### [OBJECTIVE]
Copy out, word for word, the lines of the material below from the one containing "For the benchmark, mark every instance of the silver" through the final line of the material.

### [EXCERPTED RECORDS]
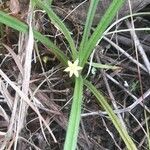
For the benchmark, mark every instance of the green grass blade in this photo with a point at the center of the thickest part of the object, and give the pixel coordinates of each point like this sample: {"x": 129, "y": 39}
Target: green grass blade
{"x": 22, "y": 27}
{"x": 122, "y": 131}
{"x": 88, "y": 24}
{"x": 59, "y": 24}
{"x": 75, "y": 115}
{"x": 98, "y": 33}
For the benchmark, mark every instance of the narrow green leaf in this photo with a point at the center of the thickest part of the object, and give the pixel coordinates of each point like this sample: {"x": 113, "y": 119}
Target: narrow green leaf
{"x": 22, "y": 27}
{"x": 59, "y": 24}
{"x": 102, "y": 100}
{"x": 88, "y": 24}
{"x": 98, "y": 33}
{"x": 75, "y": 115}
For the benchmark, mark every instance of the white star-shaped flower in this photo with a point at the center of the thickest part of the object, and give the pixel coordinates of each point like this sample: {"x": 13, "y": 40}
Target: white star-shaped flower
{"x": 73, "y": 68}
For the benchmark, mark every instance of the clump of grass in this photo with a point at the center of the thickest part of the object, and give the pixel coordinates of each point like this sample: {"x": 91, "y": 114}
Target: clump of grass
{"x": 82, "y": 53}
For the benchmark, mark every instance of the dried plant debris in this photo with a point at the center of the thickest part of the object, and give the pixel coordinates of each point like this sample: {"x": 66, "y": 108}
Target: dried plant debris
{"x": 50, "y": 92}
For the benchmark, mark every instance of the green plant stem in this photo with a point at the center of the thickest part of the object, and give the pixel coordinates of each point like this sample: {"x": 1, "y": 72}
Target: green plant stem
{"x": 100, "y": 29}
{"x": 102, "y": 100}
{"x": 56, "y": 21}
{"x": 75, "y": 115}
{"x": 22, "y": 27}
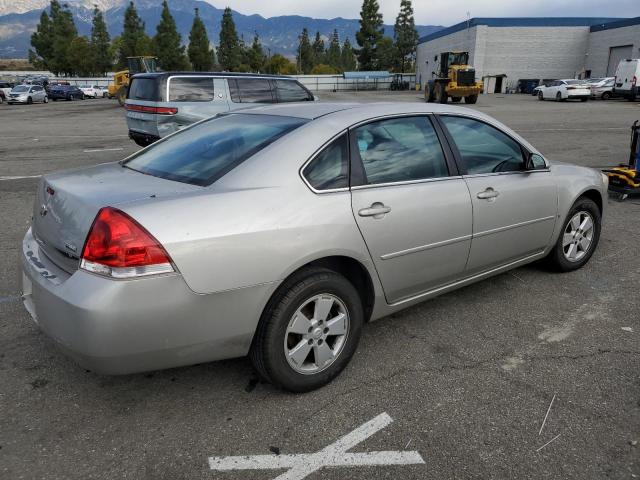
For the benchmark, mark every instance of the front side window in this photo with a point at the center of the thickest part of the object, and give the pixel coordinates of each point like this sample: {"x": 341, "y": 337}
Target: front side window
{"x": 250, "y": 90}
{"x": 400, "y": 150}
{"x": 205, "y": 152}
{"x": 483, "y": 148}
{"x": 291, "y": 91}
{"x": 191, "y": 89}
{"x": 330, "y": 168}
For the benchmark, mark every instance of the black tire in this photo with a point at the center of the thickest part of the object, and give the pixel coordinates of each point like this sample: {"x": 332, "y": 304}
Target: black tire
{"x": 471, "y": 99}
{"x": 267, "y": 350}
{"x": 440, "y": 93}
{"x": 556, "y": 258}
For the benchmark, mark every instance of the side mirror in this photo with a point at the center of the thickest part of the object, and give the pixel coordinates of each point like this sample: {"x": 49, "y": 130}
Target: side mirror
{"x": 535, "y": 162}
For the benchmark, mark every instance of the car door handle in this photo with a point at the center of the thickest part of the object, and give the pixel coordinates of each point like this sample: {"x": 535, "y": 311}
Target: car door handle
{"x": 376, "y": 210}
{"x": 488, "y": 194}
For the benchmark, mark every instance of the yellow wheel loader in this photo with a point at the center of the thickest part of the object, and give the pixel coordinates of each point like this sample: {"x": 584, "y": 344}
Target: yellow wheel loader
{"x": 455, "y": 79}
{"x": 118, "y": 88}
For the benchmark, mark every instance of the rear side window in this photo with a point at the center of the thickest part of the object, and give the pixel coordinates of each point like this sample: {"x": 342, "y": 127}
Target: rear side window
{"x": 291, "y": 91}
{"x": 483, "y": 148}
{"x": 400, "y": 150}
{"x": 330, "y": 168}
{"x": 144, "y": 89}
{"x": 207, "y": 151}
{"x": 250, "y": 90}
{"x": 190, "y": 89}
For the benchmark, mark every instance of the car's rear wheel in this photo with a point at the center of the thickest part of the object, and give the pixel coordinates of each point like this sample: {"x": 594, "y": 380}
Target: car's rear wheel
{"x": 309, "y": 331}
{"x": 579, "y": 237}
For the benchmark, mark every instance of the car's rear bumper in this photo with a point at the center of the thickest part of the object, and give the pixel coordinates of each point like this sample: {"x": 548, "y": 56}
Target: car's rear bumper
{"x": 118, "y": 327}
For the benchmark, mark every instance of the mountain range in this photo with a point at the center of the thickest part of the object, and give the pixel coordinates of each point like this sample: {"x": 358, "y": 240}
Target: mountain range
{"x": 19, "y": 18}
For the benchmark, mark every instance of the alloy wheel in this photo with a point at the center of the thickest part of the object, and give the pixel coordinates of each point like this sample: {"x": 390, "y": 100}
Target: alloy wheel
{"x": 316, "y": 334}
{"x": 578, "y": 236}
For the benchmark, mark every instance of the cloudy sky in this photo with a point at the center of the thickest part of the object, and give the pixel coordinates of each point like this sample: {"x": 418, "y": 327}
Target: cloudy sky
{"x": 439, "y": 12}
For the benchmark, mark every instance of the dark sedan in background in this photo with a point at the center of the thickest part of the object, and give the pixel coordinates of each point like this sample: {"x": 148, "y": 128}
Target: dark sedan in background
{"x": 65, "y": 92}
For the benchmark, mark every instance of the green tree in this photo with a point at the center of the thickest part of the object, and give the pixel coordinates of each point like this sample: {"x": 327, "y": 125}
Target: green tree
{"x": 305, "y": 53}
{"x": 80, "y": 55}
{"x": 406, "y": 35}
{"x": 100, "y": 43}
{"x": 41, "y": 54}
{"x": 370, "y": 33}
{"x": 255, "y": 54}
{"x": 64, "y": 32}
{"x": 133, "y": 36}
{"x": 333, "y": 52}
{"x": 347, "y": 57}
{"x": 229, "y": 54}
{"x": 280, "y": 65}
{"x": 201, "y": 55}
{"x": 168, "y": 43}
{"x": 387, "y": 54}
{"x": 318, "y": 50}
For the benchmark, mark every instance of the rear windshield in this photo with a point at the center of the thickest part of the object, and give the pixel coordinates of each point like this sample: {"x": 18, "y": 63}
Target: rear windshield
{"x": 144, "y": 89}
{"x": 205, "y": 152}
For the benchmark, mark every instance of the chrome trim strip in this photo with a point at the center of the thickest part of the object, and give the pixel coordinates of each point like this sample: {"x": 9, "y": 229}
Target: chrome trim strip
{"x": 408, "y": 182}
{"x": 515, "y": 225}
{"x": 467, "y": 279}
{"x": 443, "y": 243}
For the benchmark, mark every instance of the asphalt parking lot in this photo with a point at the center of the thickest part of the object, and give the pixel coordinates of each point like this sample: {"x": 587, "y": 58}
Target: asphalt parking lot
{"x": 468, "y": 378}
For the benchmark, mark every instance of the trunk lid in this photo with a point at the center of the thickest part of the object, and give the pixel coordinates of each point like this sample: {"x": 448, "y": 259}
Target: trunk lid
{"x": 67, "y": 203}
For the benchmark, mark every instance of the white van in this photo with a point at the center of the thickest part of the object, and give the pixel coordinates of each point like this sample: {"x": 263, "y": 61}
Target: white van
{"x": 627, "y": 76}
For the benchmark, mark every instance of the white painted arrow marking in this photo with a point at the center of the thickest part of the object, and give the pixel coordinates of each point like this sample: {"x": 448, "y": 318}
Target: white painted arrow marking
{"x": 335, "y": 455}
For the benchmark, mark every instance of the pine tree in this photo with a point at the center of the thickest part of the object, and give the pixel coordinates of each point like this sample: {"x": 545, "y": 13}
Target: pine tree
{"x": 347, "y": 57}
{"x": 305, "y": 53}
{"x": 318, "y": 50}
{"x": 229, "y": 54}
{"x": 369, "y": 35}
{"x": 255, "y": 54}
{"x": 201, "y": 54}
{"x": 133, "y": 36}
{"x": 63, "y": 32}
{"x": 100, "y": 43}
{"x": 167, "y": 42}
{"x": 41, "y": 54}
{"x": 406, "y": 35}
{"x": 333, "y": 52}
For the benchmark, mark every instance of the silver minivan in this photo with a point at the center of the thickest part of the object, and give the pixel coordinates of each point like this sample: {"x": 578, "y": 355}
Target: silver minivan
{"x": 159, "y": 104}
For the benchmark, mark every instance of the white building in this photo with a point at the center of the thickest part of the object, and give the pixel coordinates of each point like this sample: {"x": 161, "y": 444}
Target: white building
{"x": 505, "y": 51}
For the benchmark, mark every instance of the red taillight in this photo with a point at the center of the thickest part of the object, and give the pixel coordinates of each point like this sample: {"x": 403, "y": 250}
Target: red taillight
{"x": 118, "y": 246}
{"x": 154, "y": 110}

### [RESULT OF THIS TASK]
For the benchmark, mark every instance of the silver minivan in this photo with a point at the center of the thickest part of the object, and give the pixel coordinates of each point like this sample: {"x": 578, "y": 355}
Target: silver minivan
{"x": 159, "y": 104}
For the benchmark, mark every instance of the white building in this photo with a point at the center of the thickest part of the object, and give the pixel coordinates of each point like this sample: {"x": 161, "y": 444}
Target: white building
{"x": 505, "y": 51}
For the benchmark, mark every instance of the red taillight in this photo with a point at the center of the thickest part of the object, and give the pixel coordinates of each point like this sample: {"x": 403, "y": 250}
Target: red taillight
{"x": 118, "y": 246}
{"x": 154, "y": 110}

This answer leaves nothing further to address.